● AIM: Count the lines in the data that contain the string "Target" and give only the number.

** start of GIVEN RECORDS **

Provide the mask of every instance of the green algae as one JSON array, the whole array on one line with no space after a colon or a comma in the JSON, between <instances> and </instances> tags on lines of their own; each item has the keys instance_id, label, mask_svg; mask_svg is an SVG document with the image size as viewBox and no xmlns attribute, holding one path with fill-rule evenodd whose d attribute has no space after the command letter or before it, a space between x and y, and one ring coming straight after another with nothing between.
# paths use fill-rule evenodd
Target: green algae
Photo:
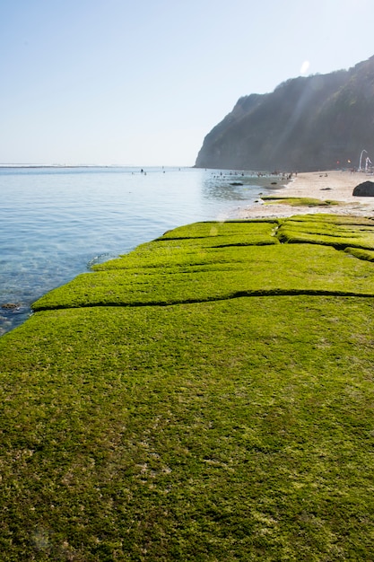
<instances>
[{"instance_id":1,"label":"green algae","mask_svg":"<svg viewBox=\"0 0 374 562\"><path fill-rule=\"evenodd\" d=\"M0 339L4 560L370 559L374 264L193 228Z\"/></svg>"}]
</instances>

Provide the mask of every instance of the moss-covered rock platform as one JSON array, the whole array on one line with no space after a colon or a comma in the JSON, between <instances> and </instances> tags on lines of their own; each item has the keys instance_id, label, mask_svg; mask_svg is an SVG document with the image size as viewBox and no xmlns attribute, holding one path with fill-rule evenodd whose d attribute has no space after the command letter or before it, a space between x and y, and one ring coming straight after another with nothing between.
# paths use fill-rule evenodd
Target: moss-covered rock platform
<instances>
[{"instance_id":1,"label":"moss-covered rock platform","mask_svg":"<svg viewBox=\"0 0 374 562\"><path fill-rule=\"evenodd\" d=\"M200 223L0 339L2 560L371 560L374 221Z\"/></svg>"}]
</instances>

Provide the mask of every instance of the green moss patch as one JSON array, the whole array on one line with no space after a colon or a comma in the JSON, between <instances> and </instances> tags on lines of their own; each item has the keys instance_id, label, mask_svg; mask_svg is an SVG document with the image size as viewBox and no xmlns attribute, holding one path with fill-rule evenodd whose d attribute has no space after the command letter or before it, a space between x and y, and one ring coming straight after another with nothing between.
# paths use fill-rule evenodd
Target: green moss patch
<instances>
[{"instance_id":1,"label":"green moss patch","mask_svg":"<svg viewBox=\"0 0 374 562\"><path fill-rule=\"evenodd\" d=\"M5 562L370 559L373 222L213 226L0 338Z\"/></svg>"},{"instance_id":2,"label":"green moss patch","mask_svg":"<svg viewBox=\"0 0 374 562\"><path fill-rule=\"evenodd\" d=\"M322 217L309 220L284 221L277 236L282 242L315 243L334 246L338 250L347 247L374 250L374 224L372 221L357 221L355 224L325 221Z\"/></svg>"},{"instance_id":3,"label":"green moss patch","mask_svg":"<svg viewBox=\"0 0 374 562\"><path fill-rule=\"evenodd\" d=\"M0 340L4 559L368 559L373 310L35 314Z\"/></svg>"}]
</instances>

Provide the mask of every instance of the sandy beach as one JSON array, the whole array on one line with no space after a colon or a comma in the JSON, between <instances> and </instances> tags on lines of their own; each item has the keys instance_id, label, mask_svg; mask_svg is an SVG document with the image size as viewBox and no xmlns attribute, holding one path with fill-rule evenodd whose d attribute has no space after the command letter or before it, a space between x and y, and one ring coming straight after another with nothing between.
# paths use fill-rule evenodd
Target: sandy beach
<instances>
[{"instance_id":1,"label":"sandy beach","mask_svg":"<svg viewBox=\"0 0 374 562\"><path fill-rule=\"evenodd\" d=\"M339 205L326 206L291 206L286 204L266 204L262 200L248 207L238 209L238 218L283 217L310 213L336 215L374 215L374 197L353 197L353 189L374 177L351 171L312 171L299 173L281 189L274 189L274 196L280 198L313 198L338 201ZM282 185L282 184L280 184Z\"/></svg>"}]
</instances>

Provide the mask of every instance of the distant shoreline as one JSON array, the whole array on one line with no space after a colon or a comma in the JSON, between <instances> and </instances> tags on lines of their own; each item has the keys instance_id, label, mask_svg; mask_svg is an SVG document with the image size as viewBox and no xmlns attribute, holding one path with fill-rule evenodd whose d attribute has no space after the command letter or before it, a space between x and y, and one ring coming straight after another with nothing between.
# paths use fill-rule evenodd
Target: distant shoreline
<instances>
[{"instance_id":1,"label":"distant shoreline","mask_svg":"<svg viewBox=\"0 0 374 562\"><path fill-rule=\"evenodd\" d=\"M374 216L374 198L353 197L353 189L372 175L351 171L308 171L293 175L291 181L277 190L280 198L314 198L322 201L338 201L326 206L291 206L285 204L264 204L258 201L238 209L237 218L288 217L293 215L328 213Z\"/></svg>"}]
</instances>

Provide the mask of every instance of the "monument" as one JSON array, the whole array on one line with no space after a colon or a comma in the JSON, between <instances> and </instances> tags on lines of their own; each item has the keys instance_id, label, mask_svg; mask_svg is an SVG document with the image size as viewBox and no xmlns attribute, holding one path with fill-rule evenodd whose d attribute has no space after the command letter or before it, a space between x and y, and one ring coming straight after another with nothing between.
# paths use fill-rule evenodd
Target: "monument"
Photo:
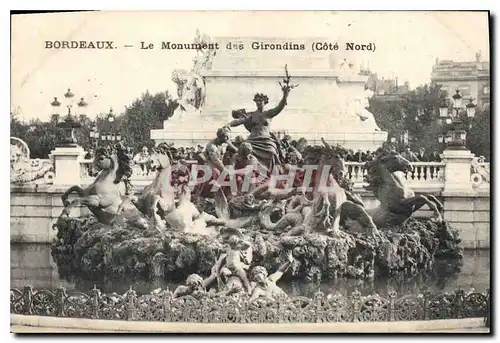
<instances>
[{"instance_id":1,"label":"monument","mask_svg":"<svg viewBox=\"0 0 500 343\"><path fill-rule=\"evenodd\" d=\"M176 113L164 122L163 129L152 130L151 138L157 144L174 143L178 146L205 144L215 137L218 128L233 118L236 109L253 110L255 93L269 97L269 107L281 99L278 82L284 77L284 65L299 87L289 97L286 108L273 119L274 131L286 132L295 139L304 137L309 144L341 144L347 149L376 150L387 140L387 133L377 127L373 116L366 110L365 91L367 76L359 75L359 66L339 51L310 51L313 42L327 39L308 37L283 38L221 37L215 38L220 50L216 54L199 51L198 61L191 72L178 82L179 94L187 94L181 104L193 96L193 87L203 89L203 99L191 101L193 106L179 106ZM271 50L271 47L305 47L304 50ZM232 49L227 49L231 46ZM243 47L243 49L237 49ZM266 49L267 48L267 49ZM207 60L210 63L206 63ZM177 74L175 76L177 79ZM203 106L199 106L199 104ZM248 135L244 127L232 129L234 136Z\"/></svg>"}]
</instances>

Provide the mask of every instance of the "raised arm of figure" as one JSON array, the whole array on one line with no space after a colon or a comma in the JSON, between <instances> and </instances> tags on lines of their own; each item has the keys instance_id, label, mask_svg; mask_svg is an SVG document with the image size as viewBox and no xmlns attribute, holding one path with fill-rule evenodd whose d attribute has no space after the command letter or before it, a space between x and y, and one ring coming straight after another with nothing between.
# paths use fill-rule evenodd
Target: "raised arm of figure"
<instances>
[{"instance_id":1,"label":"raised arm of figure","mask_svg":"<svg viewBox=\"0 0 500 343\"><path fill-rule=\"evenodd\" d=\"M245 121L247 121L248 118L240 118L240 119L235 119L235 120L231 120L229 123L227 123L225 125L225 127L236 127L236 126L240 126L242 124L245 123Z\"/></svg>"},{"instance_id":2,"label":"raised arm of figure","mask_svg":"<svg viewBox=\"0 0 500 343\"><path fill-rule=\"evenodd\" d=\"M289 89L283 89L283 97L281 98L280 102L278 103L278 106L276 106L275 108L272 108L270 110L267 110L263 113L263 115L268 118L268 119L271 119L271 118L274 118L276 117L278 114L281 113L281 111L283 111L283 109L285 108L286 106L286 100L288 98L288 94L289 94L290 90Z\"/></svg>"},{"instance_id":3,"label":"raised arm of figure","mask_svg":"<svg viewBox=\"0 0 500 343\"><path fill-rule=\"evenodd\" d=\"M292 252L288 251L286 253L286 257L287 257L287 261L285 263L283 263L281 265L281 267L279 267L279 269L275 273L269 275L269 277L268 277L269 281L274 282L274 283L278 282L279 279L281 279L281 277L283 276L283 274L288 270L288 268L290 268L290 266L292 265L292 262L293 262Z\"/></svg>"}]
</instances>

** end of GIVEN RECORDS **

● EXERCISE OUTPUT: 7